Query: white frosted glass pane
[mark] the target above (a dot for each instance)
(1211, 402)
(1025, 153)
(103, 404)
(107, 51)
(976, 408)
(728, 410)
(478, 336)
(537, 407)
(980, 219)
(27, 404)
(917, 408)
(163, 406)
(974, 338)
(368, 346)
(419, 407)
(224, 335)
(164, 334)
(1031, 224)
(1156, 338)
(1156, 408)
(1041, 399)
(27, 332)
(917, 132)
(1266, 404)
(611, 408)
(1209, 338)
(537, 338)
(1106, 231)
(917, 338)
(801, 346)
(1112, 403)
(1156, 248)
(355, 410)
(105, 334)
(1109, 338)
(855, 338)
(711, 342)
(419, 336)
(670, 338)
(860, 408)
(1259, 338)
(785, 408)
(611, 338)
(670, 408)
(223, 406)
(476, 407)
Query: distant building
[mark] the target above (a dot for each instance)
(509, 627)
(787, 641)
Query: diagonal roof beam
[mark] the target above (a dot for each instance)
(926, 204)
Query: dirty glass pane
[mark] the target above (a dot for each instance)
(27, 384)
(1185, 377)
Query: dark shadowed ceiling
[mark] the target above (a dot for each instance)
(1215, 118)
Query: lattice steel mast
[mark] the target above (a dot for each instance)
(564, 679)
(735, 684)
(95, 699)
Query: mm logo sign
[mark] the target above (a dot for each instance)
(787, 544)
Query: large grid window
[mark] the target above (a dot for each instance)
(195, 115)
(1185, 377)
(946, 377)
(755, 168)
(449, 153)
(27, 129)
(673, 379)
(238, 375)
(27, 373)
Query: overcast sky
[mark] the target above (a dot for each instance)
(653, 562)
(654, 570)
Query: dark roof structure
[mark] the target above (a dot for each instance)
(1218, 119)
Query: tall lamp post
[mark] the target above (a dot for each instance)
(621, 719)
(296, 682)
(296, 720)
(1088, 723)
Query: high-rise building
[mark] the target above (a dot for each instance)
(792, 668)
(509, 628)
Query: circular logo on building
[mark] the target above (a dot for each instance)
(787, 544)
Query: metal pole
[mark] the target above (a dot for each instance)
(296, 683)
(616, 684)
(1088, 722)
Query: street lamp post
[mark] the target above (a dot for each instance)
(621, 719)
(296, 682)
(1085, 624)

########################################

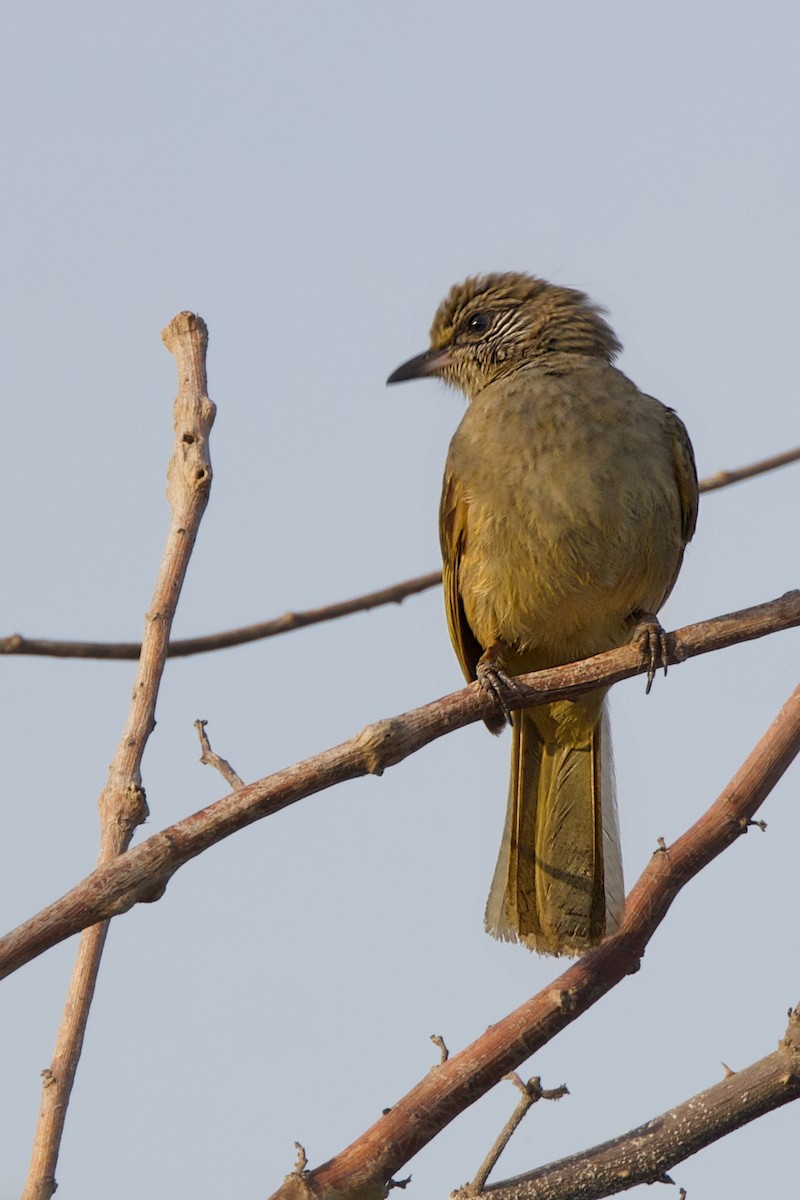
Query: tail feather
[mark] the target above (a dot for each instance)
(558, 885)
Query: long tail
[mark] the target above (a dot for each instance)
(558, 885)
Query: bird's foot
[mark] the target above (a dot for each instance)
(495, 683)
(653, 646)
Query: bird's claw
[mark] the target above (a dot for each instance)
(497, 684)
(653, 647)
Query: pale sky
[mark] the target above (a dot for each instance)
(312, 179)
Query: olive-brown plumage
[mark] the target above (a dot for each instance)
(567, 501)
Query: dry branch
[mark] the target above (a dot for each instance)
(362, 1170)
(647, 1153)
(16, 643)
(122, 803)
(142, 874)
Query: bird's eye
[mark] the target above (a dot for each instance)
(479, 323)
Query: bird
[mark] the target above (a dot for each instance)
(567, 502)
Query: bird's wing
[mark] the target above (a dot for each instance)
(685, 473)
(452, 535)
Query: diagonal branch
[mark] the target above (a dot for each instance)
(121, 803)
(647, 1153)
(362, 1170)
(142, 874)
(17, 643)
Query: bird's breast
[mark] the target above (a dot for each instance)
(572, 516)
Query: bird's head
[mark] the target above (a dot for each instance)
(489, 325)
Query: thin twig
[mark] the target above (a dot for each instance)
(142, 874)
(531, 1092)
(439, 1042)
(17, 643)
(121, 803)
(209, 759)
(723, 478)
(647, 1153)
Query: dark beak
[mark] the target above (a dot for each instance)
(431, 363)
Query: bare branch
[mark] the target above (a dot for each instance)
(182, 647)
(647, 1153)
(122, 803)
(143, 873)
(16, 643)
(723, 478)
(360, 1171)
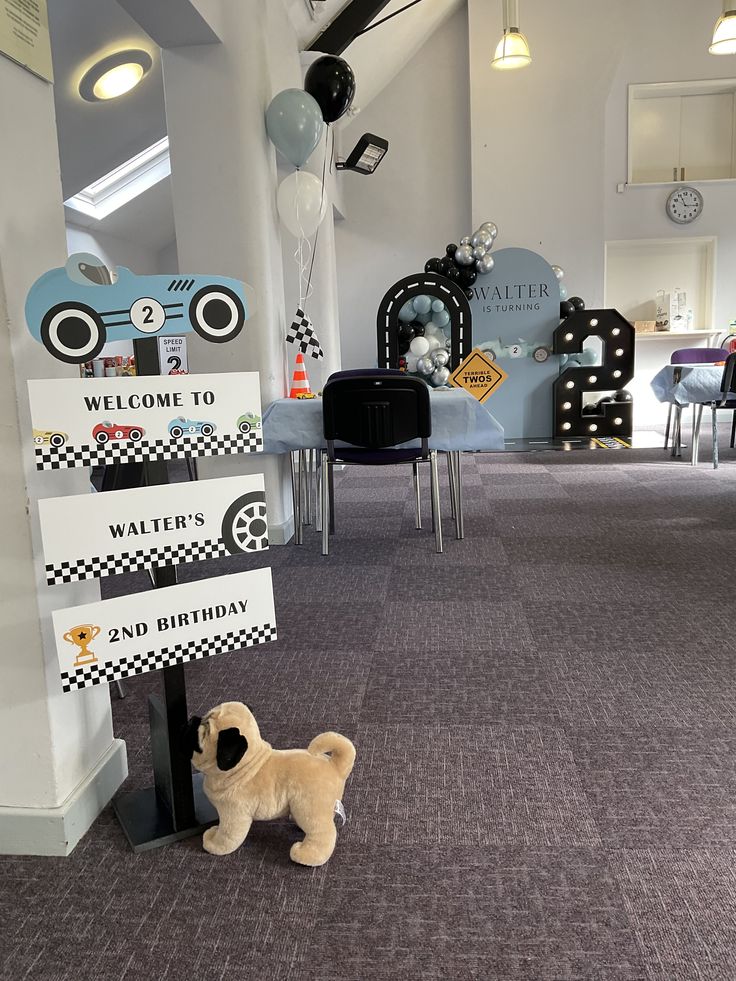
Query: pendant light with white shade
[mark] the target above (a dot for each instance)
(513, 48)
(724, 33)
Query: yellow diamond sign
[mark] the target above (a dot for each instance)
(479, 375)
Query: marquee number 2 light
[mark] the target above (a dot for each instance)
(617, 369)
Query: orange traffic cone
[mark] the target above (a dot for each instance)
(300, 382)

########################################

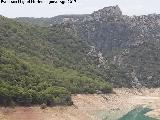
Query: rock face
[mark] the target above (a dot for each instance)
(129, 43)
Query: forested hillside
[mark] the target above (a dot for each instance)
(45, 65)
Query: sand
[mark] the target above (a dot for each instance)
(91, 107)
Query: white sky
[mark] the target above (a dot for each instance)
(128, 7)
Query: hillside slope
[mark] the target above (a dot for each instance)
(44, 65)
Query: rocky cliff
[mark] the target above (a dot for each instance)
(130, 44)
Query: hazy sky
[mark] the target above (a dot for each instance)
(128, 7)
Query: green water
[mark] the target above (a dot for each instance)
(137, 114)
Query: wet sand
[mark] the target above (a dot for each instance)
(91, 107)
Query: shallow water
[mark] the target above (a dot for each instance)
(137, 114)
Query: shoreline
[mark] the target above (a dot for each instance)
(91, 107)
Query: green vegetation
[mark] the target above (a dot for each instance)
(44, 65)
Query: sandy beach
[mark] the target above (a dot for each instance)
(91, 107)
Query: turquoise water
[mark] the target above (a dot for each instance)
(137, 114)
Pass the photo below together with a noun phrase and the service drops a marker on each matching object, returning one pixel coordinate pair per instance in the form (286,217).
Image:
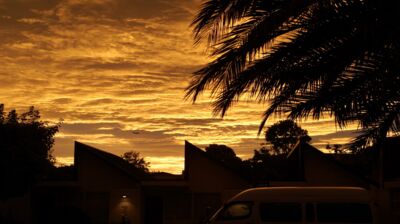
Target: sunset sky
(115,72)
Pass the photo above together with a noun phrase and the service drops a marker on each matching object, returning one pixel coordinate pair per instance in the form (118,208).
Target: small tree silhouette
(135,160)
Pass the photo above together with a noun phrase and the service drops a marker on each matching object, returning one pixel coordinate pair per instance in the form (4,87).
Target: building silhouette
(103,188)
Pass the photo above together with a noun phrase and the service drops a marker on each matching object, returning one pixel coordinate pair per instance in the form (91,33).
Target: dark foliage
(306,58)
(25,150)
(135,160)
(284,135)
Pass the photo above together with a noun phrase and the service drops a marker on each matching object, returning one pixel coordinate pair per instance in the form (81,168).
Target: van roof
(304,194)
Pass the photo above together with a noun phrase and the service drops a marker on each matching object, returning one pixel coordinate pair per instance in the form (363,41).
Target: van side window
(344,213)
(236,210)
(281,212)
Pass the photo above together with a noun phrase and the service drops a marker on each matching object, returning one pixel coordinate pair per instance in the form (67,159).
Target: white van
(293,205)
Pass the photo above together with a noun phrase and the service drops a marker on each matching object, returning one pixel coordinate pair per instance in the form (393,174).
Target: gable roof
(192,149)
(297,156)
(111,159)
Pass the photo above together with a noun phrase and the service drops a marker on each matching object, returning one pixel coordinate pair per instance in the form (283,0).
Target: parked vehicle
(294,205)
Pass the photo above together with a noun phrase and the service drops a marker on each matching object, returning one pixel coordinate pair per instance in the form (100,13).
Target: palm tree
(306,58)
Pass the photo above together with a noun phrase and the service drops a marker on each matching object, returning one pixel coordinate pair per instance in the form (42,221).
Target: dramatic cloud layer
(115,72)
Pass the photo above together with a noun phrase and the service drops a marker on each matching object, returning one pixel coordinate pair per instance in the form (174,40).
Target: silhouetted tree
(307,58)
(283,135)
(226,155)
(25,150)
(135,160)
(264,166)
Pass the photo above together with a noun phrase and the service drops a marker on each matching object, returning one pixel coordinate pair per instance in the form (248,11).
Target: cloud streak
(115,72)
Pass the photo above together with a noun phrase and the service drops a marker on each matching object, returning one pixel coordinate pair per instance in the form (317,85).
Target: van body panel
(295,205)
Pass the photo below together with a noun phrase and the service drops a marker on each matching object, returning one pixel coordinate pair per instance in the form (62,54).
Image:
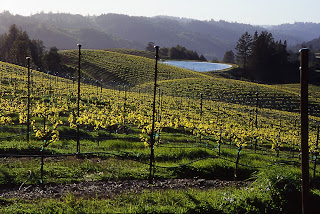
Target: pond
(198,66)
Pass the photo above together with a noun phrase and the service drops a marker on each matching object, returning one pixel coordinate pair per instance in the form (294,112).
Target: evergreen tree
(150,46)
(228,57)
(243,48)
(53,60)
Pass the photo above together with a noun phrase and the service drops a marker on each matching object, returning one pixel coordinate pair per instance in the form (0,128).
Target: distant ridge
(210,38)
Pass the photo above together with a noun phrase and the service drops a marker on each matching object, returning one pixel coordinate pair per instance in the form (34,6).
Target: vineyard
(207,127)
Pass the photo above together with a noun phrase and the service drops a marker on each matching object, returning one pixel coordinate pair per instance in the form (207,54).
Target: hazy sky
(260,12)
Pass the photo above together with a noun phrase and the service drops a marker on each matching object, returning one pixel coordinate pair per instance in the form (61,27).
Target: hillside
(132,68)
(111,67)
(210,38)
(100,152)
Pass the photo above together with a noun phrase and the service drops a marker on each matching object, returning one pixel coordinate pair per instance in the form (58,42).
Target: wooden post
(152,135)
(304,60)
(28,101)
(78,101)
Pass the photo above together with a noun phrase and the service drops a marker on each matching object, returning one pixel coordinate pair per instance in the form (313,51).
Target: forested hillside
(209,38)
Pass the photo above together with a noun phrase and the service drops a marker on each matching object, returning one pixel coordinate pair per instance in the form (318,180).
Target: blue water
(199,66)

########################################

### What the task asks
Select every line of the records holding the string "below".

### Exercise response
Pass the photo below together with a noun phrase and the service drops a marker on each matching object, returning one pixel coordinate pair per instance in the form (286,217).
Pass the photo below together with a noun phrase and the service drops a marker on each matching object, returning one pixel coordinate pair per instance in the form (62,54).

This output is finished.